[Image location labeling entries]
◇ ◇ ◇ ◇

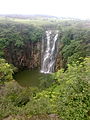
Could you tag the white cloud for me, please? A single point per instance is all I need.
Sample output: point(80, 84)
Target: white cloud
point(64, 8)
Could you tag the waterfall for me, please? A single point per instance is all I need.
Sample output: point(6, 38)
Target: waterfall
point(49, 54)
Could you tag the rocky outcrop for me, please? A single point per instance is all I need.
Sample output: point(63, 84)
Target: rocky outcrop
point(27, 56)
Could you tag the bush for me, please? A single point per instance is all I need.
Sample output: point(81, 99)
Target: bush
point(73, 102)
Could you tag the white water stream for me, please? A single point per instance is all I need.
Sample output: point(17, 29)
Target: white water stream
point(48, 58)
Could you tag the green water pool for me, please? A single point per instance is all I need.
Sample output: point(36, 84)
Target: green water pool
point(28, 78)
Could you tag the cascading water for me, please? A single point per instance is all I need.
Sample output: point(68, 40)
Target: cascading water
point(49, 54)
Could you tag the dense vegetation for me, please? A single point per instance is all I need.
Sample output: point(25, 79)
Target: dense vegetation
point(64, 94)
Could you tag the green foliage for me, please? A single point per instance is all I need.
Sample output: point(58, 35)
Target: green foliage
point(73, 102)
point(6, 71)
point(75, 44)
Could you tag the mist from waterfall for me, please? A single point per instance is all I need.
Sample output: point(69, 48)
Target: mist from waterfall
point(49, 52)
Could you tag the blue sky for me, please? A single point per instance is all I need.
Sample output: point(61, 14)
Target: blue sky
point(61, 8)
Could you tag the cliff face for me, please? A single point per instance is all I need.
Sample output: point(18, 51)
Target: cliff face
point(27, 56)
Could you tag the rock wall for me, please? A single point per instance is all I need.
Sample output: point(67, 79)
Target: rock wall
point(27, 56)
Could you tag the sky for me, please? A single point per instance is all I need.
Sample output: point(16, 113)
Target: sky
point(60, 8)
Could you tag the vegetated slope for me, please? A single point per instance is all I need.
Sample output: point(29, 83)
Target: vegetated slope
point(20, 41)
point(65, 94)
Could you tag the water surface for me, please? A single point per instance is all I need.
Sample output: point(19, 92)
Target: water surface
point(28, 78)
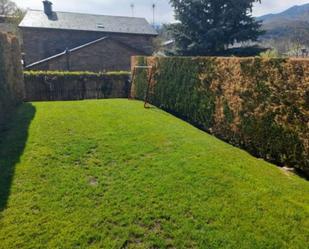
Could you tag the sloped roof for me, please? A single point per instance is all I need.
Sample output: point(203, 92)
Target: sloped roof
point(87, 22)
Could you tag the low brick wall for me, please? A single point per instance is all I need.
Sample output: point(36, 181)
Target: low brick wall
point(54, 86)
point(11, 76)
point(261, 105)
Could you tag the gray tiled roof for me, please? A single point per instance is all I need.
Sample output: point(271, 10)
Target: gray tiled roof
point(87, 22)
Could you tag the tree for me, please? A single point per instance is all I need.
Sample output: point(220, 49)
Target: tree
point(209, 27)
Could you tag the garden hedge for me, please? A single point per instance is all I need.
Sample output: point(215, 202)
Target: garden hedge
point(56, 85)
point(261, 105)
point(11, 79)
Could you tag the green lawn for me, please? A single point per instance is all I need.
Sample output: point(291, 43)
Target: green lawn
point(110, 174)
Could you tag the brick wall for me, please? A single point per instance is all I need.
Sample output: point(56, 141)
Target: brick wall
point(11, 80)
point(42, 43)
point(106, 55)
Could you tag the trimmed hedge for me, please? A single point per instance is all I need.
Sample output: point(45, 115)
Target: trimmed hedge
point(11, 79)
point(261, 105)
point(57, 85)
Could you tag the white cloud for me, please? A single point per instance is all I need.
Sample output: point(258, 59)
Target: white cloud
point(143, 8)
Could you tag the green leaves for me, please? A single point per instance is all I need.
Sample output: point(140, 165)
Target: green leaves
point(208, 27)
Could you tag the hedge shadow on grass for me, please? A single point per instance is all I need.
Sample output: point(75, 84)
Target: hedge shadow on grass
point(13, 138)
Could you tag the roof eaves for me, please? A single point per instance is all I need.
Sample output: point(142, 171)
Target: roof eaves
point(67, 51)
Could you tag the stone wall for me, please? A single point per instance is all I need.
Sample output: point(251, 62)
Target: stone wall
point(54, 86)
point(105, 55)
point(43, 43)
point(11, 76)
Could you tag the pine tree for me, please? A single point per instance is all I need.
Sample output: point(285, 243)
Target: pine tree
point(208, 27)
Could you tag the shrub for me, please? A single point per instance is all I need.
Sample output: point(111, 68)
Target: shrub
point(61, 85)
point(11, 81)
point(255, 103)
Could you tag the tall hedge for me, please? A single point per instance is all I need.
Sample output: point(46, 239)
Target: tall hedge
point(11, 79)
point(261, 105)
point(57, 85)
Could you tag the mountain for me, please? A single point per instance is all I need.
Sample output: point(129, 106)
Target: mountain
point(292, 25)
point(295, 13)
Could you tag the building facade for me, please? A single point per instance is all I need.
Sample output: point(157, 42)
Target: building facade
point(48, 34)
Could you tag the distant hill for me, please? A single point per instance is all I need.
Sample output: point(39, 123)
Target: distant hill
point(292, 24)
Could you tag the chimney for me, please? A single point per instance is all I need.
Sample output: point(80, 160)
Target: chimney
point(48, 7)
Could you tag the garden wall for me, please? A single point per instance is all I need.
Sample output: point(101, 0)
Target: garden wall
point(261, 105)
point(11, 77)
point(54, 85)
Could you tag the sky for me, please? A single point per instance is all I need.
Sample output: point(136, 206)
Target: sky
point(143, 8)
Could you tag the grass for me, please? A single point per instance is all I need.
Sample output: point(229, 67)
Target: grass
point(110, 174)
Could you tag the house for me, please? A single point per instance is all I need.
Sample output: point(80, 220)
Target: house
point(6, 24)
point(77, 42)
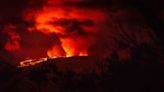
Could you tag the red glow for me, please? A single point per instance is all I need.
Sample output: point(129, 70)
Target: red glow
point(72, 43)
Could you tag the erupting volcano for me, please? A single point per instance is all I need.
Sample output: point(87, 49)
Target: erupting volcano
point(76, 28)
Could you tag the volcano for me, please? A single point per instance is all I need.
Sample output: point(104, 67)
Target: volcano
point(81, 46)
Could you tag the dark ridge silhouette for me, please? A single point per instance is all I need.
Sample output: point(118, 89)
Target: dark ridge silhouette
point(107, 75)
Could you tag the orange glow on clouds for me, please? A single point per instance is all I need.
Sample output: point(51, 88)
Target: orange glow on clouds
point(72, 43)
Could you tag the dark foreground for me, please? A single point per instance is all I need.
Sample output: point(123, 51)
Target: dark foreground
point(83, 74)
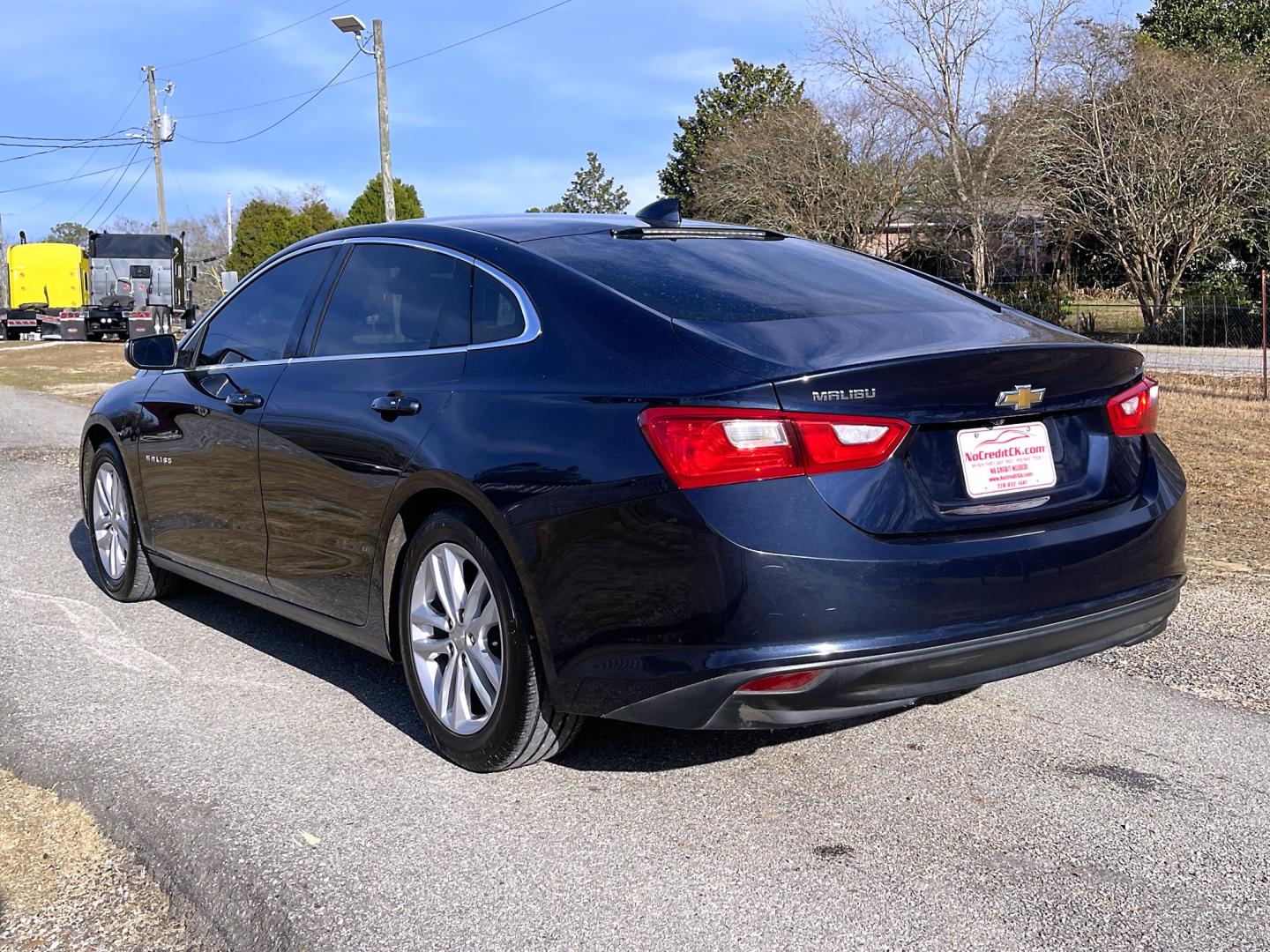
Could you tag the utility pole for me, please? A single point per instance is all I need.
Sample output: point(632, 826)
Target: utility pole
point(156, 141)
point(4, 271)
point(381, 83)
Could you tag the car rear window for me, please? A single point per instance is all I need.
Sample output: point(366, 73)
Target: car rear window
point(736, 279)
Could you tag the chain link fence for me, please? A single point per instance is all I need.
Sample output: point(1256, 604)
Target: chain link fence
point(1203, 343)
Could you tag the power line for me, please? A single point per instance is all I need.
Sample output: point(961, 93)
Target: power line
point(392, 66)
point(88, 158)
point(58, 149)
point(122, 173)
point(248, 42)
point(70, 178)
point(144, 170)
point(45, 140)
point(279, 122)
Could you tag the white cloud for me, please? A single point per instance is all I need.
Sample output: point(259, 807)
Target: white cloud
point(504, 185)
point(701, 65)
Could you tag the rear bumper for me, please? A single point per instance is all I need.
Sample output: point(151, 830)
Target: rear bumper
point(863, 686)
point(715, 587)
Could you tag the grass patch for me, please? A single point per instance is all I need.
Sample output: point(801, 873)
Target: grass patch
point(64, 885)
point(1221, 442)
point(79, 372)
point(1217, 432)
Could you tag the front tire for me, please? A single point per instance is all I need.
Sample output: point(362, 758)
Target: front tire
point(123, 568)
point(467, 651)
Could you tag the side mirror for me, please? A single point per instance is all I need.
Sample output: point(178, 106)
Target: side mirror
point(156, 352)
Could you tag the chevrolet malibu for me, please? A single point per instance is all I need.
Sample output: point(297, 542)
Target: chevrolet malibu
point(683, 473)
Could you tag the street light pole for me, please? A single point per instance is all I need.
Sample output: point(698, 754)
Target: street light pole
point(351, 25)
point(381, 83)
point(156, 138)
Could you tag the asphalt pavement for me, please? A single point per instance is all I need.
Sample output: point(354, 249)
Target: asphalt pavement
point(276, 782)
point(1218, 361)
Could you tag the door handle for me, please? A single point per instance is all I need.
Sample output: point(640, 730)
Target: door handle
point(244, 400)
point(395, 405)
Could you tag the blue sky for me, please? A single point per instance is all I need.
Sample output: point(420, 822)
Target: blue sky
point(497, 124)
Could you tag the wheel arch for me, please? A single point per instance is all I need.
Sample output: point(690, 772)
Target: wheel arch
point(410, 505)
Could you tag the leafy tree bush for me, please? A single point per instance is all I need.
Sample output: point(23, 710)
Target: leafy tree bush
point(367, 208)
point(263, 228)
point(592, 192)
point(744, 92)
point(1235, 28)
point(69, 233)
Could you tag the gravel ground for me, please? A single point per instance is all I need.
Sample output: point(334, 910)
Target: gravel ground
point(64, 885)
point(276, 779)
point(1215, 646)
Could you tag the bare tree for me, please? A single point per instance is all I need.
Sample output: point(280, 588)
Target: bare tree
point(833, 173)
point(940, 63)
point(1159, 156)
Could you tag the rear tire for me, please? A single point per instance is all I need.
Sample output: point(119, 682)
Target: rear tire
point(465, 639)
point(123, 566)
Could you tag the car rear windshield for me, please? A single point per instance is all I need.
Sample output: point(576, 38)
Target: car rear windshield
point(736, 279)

◇ ◇ ◇ ◇

STATED PROBLEM: Output the line holding "Could you tag the gravel", then every later line through the end of the records above, exactly as given and nothing else.

THE RESPONSE:
Could you tag the gravel ground for me, please? A single point per instance is all I need.
Sample output: point(334, 910)
Target: gravel ground
point(64, 885)
point(276, 779)
point(1215, 646)
Could you tag the bare tree for me, please? A single point per instance is all I need.
Sample output: point(280, 588)
Target: bare tree
point(833, 173)
point(940, 63)
point(1159, 156)
Could you tag the rear tire for me, please? A single point per instance is all I need.
Sample output: point(119, 682)
Target: rear tire
point(465, 639)
point(123, 566)
Could you tag the car rear windshield for me, please? A single point per instance is all I need.
Sample output: point(576, 38)
Target: car rear windshield
point(736, 279)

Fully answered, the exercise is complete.